#### EXCERPTED TEXT:
*** Block opens ***
After explaining “that soul is uncreated and immortal,” Socrates explains the myth of the charioteer and how souls come to earth and, eventually, get freed.

  • pp. 52-53: The main gods (Zeus et. al. on Mount Olympus) have horses that take them on easy journeys, allowing them to see truth. The lesser gods and lower (humans) don’t get that glimpse and see varying degrees of the truth.”
  • p. 53: Those souls beneath gods don’t get the entire “absolute knowledge…in the fullest sense.”
  • p. 53: The lesser souls struggle with their horses and “depart without achieving initiation into the vision of reality, and henceforth upon mere opinion.”
  • Opinion: has the appearance of knowledge but isn’t reality, which is “knowledge of the real world of the forms” (Hamilton, note 1, p. 53).
  • p. 54: The hierarchy of souls—how much they glimpse of the truth.
    • 1st: seeks wisdom, beauty, or love—a philosopher
    • 2nd: monarch or warrior commander
    • 3rd: manager of a household or financier (banker)
    • 4th: lover of physical activity
    • 5th: soothsayer
    • 6th: poet or other (imitative) artist
    • 7th: artisan or farmer
    • 8th: popular teacher or demagogue
    • 9th: tyrant
  • Apparently, it takes 10,000 years for a soul to regrow wings…unless—

Love is Regrowth

  • p. 57: the corrupted man “feels no fear or shame in pursuing a pleasure which is unnatural.”
  • pp. 58-59: the soul that glimpses its love and is shut off will be awestruck when it sees its love again.
  • p. 58: “he is ready to be a slave and to make his bed as near he is allowed to the object of his passion.”
  • p. 61: “every man desires to find in his favourite a nature comparable to his own particular divinity.”

Notice what’s happened here. Instead of aiming to love a lesser soul, as Socrates advocated in his first speech, he claims true love is a desire to be with one comparable to oneself.

Rhetoric and Philosophy

  • p. 92: Once the speaker knows the types of souls and knows them when he encounters them, “then can he be said to have perfectly mastered his art.”
  • p. 94: Socrates has a problem with probability and, therefore, rhetorical training because “probability establishes itself in the minds of the populace because of its likeness to truth.”
  • p. 97: “once a thing is [written] it circulates equally among those who understand the subject and those who have no business with it.”
*** Block closes ***
#### RECORDS:
*** Block opens ***
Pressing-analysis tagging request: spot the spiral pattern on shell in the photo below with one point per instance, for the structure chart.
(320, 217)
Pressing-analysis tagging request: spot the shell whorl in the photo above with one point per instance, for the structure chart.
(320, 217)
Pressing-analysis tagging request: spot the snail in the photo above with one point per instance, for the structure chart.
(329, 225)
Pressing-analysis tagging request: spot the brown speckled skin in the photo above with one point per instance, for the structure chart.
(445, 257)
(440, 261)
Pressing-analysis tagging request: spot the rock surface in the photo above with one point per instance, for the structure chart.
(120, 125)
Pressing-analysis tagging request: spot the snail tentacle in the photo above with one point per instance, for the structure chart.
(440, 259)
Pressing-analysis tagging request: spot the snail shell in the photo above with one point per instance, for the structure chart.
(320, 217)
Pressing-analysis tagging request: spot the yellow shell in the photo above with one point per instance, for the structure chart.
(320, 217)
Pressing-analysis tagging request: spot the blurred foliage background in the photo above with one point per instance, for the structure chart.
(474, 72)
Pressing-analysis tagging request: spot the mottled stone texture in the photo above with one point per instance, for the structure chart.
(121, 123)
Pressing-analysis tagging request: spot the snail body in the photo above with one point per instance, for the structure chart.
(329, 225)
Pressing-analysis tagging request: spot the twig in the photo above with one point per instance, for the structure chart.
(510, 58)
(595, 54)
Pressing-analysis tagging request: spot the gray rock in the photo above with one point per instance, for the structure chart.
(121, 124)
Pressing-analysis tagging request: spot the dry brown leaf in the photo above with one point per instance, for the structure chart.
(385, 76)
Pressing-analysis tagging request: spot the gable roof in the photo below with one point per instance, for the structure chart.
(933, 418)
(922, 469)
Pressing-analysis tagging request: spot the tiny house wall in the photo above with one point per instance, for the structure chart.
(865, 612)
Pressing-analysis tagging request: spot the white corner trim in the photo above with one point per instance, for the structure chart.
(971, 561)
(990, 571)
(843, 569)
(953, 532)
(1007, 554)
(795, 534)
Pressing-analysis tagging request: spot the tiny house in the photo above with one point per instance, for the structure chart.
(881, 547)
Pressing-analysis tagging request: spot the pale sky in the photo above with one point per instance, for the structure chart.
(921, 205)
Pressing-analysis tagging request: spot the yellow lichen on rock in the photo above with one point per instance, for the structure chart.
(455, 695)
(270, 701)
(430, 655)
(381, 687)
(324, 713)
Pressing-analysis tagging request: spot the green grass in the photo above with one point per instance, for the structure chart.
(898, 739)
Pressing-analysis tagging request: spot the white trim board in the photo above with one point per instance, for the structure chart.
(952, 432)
*** Block closes ***
#### YOUR OBJECTIVE:
Answer these questions from the reading notes on Socrates, one per line:
(a) What rank in the hierarchy of souls does the tyrant hold?
(b) What does opinion have the appearance of, according to the notes?
(c) According to the note for p. 94, how does probability establish itself in the minds of the populace?

#### SOLVED PROBLEM:
(a) The tyrant holds the 9th rank.
(b) Opinion has the appearance of knowledge.
(c) It establishes itself because of its likeness to truth.